#### Records for the task ####

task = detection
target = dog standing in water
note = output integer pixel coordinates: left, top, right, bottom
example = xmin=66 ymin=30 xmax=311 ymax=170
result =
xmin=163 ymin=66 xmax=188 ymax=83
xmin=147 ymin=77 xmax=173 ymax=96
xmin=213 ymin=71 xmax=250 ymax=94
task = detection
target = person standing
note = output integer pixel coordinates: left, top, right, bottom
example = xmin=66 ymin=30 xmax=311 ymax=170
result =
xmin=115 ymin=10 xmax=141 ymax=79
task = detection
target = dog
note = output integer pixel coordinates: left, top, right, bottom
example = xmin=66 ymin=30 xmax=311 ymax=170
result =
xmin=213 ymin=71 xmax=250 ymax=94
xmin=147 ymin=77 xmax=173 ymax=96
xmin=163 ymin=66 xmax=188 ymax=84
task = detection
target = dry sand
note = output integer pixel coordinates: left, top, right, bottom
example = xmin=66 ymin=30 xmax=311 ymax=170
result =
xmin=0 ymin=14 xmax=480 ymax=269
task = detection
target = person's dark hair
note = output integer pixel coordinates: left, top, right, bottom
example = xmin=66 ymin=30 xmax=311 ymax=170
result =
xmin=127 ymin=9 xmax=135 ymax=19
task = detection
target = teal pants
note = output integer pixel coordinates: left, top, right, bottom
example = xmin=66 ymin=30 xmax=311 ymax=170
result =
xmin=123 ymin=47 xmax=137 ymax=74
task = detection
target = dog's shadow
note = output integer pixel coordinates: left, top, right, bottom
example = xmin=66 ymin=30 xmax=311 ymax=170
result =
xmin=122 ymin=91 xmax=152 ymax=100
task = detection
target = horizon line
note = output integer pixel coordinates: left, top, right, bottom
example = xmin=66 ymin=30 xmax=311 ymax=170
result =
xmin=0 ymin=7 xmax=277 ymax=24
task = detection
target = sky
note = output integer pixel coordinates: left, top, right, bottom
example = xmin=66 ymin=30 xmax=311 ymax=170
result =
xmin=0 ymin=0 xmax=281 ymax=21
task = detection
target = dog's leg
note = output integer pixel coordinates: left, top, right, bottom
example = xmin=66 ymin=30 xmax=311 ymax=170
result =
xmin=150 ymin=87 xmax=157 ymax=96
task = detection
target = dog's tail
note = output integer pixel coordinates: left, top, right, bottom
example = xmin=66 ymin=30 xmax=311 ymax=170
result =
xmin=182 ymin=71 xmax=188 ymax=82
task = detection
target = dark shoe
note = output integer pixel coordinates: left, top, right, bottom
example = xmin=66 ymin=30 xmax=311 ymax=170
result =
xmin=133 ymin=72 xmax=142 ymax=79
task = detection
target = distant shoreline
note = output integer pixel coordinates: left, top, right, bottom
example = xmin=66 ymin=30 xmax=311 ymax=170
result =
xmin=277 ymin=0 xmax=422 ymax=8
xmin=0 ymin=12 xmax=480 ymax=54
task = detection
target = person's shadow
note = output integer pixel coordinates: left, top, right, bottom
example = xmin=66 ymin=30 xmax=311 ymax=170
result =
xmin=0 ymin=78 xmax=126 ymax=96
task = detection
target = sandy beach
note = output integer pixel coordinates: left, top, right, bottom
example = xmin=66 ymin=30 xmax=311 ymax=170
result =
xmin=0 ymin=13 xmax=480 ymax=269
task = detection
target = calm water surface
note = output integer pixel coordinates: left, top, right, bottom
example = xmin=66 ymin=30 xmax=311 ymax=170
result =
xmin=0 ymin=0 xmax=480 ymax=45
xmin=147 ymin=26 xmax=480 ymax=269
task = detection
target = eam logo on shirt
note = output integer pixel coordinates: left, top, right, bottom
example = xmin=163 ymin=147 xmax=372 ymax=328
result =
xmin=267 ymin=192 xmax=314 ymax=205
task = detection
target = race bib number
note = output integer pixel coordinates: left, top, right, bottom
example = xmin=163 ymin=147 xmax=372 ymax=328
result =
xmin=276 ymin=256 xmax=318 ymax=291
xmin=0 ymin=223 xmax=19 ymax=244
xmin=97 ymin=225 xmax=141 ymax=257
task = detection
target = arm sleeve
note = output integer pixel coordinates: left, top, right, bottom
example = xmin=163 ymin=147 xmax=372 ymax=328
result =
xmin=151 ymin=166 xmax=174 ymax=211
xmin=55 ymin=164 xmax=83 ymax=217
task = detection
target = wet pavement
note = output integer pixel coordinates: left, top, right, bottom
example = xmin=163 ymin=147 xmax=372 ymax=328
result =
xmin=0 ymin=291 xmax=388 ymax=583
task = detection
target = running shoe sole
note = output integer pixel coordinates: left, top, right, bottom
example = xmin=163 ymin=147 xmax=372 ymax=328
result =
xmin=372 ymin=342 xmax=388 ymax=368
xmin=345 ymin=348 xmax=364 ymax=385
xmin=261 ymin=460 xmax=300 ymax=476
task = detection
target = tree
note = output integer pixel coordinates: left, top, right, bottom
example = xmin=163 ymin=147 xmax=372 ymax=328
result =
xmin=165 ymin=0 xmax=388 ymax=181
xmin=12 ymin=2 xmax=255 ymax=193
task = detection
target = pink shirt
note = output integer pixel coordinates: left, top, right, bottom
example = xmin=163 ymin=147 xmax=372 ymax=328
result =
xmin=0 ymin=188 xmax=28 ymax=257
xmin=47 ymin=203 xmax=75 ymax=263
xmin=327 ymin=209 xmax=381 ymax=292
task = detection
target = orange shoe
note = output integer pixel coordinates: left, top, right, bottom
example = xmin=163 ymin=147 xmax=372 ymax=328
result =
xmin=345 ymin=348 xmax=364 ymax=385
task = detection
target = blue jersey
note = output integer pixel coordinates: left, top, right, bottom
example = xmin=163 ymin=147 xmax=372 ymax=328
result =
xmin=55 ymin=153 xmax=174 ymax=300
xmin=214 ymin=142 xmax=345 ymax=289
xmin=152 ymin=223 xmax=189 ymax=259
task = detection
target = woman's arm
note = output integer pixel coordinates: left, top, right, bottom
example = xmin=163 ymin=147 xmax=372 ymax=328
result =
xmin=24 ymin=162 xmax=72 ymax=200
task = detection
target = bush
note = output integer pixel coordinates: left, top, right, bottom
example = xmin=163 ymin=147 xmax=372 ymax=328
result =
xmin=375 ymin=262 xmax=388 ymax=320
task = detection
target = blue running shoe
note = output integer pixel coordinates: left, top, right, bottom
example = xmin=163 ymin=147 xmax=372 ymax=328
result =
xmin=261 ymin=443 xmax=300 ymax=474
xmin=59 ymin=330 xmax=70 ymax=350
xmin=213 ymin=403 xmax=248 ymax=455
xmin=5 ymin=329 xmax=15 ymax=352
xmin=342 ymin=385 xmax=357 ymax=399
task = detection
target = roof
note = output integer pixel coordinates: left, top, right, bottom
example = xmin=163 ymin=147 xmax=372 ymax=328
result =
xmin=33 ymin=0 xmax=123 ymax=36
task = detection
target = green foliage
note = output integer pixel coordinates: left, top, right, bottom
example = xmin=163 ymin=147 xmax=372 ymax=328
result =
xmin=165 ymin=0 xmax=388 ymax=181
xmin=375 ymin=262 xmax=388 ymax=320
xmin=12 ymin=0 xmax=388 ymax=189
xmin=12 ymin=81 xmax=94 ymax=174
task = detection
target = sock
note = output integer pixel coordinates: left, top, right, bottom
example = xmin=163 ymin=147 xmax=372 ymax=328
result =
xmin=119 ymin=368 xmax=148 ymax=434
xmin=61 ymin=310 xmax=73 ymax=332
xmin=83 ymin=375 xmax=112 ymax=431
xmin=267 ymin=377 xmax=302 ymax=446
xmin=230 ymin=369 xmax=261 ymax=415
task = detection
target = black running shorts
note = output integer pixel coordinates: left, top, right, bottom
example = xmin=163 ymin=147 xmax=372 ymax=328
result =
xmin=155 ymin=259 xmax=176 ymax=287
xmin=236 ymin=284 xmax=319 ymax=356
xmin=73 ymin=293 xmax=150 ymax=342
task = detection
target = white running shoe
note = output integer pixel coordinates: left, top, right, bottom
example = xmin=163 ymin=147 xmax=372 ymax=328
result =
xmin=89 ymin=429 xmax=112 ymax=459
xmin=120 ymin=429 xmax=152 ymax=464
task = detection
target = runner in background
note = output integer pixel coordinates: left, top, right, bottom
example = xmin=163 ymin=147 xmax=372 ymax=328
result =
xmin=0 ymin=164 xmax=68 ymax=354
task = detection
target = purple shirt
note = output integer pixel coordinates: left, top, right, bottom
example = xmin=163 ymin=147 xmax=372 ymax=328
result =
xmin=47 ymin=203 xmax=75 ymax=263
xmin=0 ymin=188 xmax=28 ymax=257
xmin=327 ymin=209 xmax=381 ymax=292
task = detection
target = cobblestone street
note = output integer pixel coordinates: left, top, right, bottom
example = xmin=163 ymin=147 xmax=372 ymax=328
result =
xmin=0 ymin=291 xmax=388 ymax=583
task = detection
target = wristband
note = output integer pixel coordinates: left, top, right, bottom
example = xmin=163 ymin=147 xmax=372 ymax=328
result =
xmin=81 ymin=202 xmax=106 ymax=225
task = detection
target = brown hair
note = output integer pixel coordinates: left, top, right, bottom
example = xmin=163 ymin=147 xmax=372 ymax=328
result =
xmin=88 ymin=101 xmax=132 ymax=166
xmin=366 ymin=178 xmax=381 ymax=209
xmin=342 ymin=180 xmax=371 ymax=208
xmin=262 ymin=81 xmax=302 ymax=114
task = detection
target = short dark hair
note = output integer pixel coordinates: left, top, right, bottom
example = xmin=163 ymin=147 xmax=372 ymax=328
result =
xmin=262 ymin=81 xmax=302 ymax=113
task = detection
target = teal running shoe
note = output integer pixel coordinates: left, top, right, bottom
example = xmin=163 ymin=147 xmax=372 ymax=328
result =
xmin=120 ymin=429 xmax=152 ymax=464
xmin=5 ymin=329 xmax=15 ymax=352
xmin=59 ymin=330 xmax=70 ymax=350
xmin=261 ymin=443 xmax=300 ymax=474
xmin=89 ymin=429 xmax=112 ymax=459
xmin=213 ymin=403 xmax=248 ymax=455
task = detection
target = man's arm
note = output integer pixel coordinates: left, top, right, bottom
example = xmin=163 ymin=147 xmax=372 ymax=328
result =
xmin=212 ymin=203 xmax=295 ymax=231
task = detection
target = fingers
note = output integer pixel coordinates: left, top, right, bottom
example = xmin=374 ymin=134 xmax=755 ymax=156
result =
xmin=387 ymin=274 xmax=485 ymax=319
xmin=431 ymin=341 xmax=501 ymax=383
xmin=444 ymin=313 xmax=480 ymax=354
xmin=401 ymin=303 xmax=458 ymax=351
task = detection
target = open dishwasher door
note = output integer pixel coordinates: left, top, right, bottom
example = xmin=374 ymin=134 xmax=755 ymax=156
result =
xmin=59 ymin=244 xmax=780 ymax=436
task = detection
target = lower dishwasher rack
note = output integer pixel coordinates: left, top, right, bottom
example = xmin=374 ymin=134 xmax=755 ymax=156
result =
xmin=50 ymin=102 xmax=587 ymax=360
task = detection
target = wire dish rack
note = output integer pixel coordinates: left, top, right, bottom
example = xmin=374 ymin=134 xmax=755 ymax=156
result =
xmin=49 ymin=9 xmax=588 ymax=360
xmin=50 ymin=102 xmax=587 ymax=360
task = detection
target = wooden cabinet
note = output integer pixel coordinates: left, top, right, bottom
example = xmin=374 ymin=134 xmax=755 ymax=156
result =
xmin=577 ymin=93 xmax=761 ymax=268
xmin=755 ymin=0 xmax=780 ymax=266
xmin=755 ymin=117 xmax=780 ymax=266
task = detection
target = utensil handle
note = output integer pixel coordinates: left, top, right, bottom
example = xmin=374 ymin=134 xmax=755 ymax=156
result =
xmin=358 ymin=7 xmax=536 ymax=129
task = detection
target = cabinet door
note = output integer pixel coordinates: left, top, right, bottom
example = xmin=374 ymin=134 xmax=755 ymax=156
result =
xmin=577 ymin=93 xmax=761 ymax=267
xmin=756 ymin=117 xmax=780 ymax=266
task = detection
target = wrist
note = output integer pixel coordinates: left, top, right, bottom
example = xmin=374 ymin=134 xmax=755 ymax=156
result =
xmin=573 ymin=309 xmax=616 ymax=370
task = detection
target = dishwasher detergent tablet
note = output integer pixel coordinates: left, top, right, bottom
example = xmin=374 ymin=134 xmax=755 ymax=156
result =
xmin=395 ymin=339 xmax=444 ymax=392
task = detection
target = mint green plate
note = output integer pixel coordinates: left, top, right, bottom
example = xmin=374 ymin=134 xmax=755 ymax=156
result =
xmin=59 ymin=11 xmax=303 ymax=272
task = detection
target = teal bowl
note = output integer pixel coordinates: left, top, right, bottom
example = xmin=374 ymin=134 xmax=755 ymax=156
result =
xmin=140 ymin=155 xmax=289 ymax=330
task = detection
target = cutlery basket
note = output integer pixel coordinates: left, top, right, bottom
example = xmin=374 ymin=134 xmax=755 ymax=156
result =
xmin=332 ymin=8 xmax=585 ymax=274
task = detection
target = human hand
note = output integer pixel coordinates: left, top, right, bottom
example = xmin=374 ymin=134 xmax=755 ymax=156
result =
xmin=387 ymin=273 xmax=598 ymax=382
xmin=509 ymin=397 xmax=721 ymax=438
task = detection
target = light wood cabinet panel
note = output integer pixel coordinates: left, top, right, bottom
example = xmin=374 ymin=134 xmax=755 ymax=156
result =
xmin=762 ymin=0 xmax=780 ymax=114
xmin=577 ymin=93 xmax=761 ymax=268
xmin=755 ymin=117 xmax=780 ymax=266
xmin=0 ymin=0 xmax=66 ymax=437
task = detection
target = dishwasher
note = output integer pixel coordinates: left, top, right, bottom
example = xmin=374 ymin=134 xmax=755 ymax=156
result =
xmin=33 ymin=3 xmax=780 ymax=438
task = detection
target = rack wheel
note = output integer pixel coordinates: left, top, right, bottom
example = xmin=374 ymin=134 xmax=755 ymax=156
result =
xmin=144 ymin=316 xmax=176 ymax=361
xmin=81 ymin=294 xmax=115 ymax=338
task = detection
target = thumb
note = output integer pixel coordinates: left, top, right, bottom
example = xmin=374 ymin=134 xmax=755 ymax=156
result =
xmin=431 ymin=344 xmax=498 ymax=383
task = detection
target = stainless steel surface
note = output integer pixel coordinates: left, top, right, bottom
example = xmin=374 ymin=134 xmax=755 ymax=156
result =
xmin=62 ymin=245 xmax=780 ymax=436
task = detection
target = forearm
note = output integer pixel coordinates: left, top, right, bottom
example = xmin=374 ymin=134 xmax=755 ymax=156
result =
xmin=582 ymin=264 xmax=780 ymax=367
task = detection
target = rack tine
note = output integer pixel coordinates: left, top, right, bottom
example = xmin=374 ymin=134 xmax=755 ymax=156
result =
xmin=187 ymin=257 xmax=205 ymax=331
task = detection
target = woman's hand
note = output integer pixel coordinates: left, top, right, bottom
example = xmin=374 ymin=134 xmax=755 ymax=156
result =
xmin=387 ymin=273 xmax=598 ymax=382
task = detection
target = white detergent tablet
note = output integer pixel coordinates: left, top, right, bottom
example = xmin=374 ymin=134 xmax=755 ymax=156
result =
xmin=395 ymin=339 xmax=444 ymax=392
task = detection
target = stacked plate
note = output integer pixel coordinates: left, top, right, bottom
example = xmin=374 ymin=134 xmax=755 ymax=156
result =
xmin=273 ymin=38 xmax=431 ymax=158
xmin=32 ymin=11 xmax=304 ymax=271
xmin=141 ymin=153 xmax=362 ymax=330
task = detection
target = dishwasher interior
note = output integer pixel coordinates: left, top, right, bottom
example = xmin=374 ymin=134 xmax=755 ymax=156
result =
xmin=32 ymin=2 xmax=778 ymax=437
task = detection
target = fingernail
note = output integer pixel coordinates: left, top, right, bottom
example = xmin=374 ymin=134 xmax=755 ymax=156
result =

####

→ Problem to solve
Write out everything from the start of the entries down to the line containing "xmin=127 ymin=9 xmax=135 ymax=19", substituting "object" for every "target" and leaving all else unchanged.

→ Task solution
task = detection
object = dog standing in water
note = output integer pixel coordinates: left, top, right, bottom
example = xmin=66 ymin=30 xmax=311 ymax=170
result =
xmin=163 ymin=66 xmax=188 ymax=83
xmin=147 ymin=77 xmax=173 ymax=96
xmin=213 ymin=71 xmax=250 ymax=94
task = detection
object = person standing
note = output integer pixel coordinates: left, top, right, bottom
example = xmin=66 ymin=30 xmax=311 ymax=170
result =
xmin=115 ymin=10 xmax=141 ymax=79
task = detection
object = dog
note = output integer pixel coordinates: left, top, right, bottom
example = xmin=66 ymin=30 xmax=311 ymax=170
result =
xmin=213 ymin=71 xmax=250 ymax=94
xmin=147 ymin=77 xmax=173 ymax=96
xmin=163 ymin=66 xmax=188 ymax=84
task = detection
object = dry sand
note = output integer pixel coordinates: left, top, right, bottom
example = xmin=66 ymin=30 xmax=311 ymax=170
result =
xmin=0 ymin=14 xmax=480 ymax=269
task = detection
object = person's dark hair
note = output integer pixel coordinates: left, top, right, bottom
example = xmin=66 ymin=30 xmax=311 ymax=170
result =
xmin=127 ymin=9 xmax=135 ymax=19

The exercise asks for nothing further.